- _TASK MATERIAL_:
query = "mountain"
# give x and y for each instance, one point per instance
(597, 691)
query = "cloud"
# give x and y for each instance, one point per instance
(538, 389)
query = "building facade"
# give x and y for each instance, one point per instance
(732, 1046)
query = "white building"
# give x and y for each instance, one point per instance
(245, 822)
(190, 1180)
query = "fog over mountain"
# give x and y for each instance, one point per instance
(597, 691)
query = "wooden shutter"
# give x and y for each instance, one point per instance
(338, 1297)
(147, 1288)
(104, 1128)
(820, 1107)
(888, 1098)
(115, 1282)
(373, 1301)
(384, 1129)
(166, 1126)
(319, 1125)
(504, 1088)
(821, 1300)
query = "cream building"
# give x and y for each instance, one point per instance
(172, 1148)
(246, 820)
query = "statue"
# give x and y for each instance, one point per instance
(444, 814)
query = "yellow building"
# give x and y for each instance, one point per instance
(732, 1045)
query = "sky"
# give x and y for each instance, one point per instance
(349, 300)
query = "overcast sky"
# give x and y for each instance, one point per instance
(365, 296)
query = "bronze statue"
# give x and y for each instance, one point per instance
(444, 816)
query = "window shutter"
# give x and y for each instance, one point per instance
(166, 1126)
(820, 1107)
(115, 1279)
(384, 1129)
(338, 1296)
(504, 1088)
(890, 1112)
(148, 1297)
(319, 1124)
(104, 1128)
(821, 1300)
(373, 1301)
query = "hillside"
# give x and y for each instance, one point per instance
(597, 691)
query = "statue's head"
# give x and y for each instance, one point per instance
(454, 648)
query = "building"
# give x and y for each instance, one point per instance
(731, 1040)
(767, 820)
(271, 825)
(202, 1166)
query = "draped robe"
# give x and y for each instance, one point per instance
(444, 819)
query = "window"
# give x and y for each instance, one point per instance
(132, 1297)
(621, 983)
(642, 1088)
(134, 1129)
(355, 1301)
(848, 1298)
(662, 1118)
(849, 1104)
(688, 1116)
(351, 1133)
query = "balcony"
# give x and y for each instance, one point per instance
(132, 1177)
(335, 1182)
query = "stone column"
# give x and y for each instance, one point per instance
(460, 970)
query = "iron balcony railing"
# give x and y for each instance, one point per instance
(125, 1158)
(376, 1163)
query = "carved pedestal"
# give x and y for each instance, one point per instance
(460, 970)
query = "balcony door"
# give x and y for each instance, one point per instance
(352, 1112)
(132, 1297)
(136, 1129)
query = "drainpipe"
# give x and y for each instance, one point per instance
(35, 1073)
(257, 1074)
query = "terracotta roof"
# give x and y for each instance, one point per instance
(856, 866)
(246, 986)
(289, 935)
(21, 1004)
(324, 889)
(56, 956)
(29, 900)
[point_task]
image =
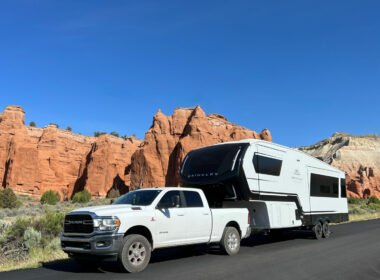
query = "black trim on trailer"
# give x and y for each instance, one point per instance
(312, 219)
(308, 218)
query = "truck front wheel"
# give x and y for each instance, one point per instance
(135, 253)
(230, 242)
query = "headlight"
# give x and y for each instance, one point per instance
(107, 224)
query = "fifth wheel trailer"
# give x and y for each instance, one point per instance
(281, 187)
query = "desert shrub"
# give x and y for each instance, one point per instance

- _TASK DIRECTIONS_: Look for the string "shutter" in the data above and return every line that has it.

- _EXPECTED ANSWER_:
query = "wooden shutter"
query = "window shutter"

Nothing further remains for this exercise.